### Questions
• 1. Answer these questions from the biography of Nikolai Malakhov:
(a) In what city was he born?
(b) In which cathedral was he baptized?
(c) How long did he serve as company commander at the Nikolaev School of Guards Junkers?
• 2. List every military rank that the biography of Nikolai Malakhov says he held.
• 3. Please pick up the biography of Nikolai Malakhov after its last sentence and continue it.

Russian general (1827–1908)

Nikolai Nikolayevich Malakhov (1827 – 4 April 1908) was a Russian military leader and infantry general (1895).

==Biography==
Malakhov was born on 6 (18) May 1827 (in the Petersburg's necrology - 1826) in Arkhangelsk, in the family of the customs manager. His mother was E.S. Tagaychikova, daughter of the provincial secretary of the Galich district of the Kostroma province. He was baptized on 14 May 1827 in the Orthodox Archangel Cathedral.

===Chronological track record===
1846 - Graduated from the School of Guards Ensigns and Cavalry Junkers in the 1st category and graduated from non-commissioned officers as an ensign in the Jaeger Life Guards Regiment.

6 December 1848 - Second Lieutenant, assigned to the School of Guards Ensigns and Cavalry Junkers for testing as a company officer. Upon graduation, he was promoted to a company officer of this school.

1849 - Took part in the 1849 campaign in Hungary and Transylvania.

12 June 1852 - Lieutenant.

24 August 1854 - Staff captain.

1858 - Chief of Police of the School of Guards Ensigns and Cavalry Junkers.

17 April 1858 - Awarded the Order of St. Stanislaus, 3rd degree.

3 April 1860 - Captain.

17 April 1860 - Awarded the Order of St. Anna, 3rd degree.

17 April 1862 - Awarded the Order of St. Stanislaus, 2nd degree.

17 April 1863 - Colonel, appointed company commander at the Nikolaev School of Guards Junkers (former school). He served as a company commander for 2 years and 7 months.

1864 - Received the Imperial crown to the Order of St. Stanislaus, 2nd degree

4 November 1864 - 30 May 1871 - Second in command of the Vilna military district, appointed head of the then-formed Vilnius infantry cadet school.

30 July 1866 - awarded the Order of St. Anne, 2nd degree.
     1866 - at a time - 732 rubles.
     1868 - at a time - 732 rubles.
     4 January 1870 - awarded the Order of St. Vladimir, 4th degree.
28 March 1871 - Major General (for distinction).

Almost seven years of fruitful activity by General Malakhov for the benefit of the school was appreciated by the Sovereign Emperor, both with personal gratitude during the examinations and during the presentation to His Majesty, as well as many awards, of which the latter was for honors in his service as a major general.

Items from a dataset
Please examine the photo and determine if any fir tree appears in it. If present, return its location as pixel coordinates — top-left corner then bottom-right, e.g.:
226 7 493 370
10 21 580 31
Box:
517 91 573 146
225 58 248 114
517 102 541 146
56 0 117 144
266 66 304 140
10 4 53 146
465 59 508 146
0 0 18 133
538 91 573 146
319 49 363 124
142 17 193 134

...

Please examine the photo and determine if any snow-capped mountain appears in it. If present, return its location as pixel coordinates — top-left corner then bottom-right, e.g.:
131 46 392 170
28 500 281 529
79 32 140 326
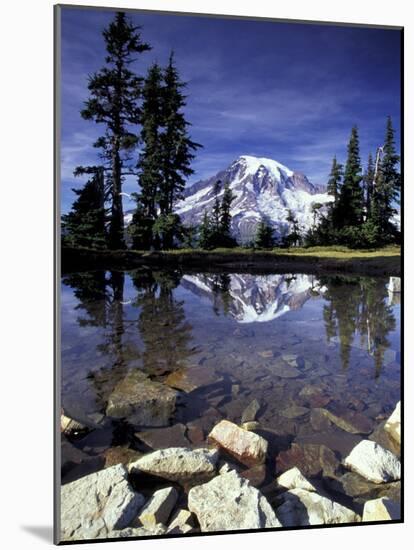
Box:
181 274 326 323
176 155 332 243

### Written answers
• 1.
(a) Arkhangelsk
(b) The Orthodox Archangel Cathedral
(c) 2 years and 7 months

• 2. Ensign, Second Lieutenant, Lieutenant, Staff captain, Captain, Colonel, Major General, infantry general

• 3.
    - Antonov A.N.

1871-1873 - assigned to the 26th Infantry Division.
    3 August 1873 - 12 September 1874 - Assistant Chief of the 14th Infantry Division (Russian Empire) - Commander of the 1st Brigade of the Division.
    12 September - 1 October 1874 - Commander of the 1st Brigade of the 27th Infantry Division (Russian Empire).
1 October 1874- 14 March 1879 - commander of the 1st brigade of the 26th Infantry Division (Russian Empire), with which he took part in the Russian-Turkish war of 1877–1878.

[During the war of 1877–1878,] "commanding a separate detachment, on 2 September NN Malakhov with a sudden and energetic attack took on a fortified Turkish position near the village of Osikovo (in the area of the Ruschuk detachment); On 9 September he distinguished himself in the battle at Tserkovna (Chairkioi), and on 22 November he shot down the Turks from a strongly fortified position at Zlataritsa (the Order of St. Stanislaus 1st class with swords and St. Anna 1st class with swords and the Golden Weapon).
    - Military encyclopedia

30 August 1875 - Awarded the Order of St. Vladimir, 3rd degree.
    27 February 1878 - Awarded the Order of St. Stanislav 1st class with swords.
    30 April 1878 - awarded with the Golden Sabre with the inscription "For Bravery" (St. George's weapon according to the status of 1913).
    4 December 1878 - Awarded the Order of St. Anne, 1st class with swords.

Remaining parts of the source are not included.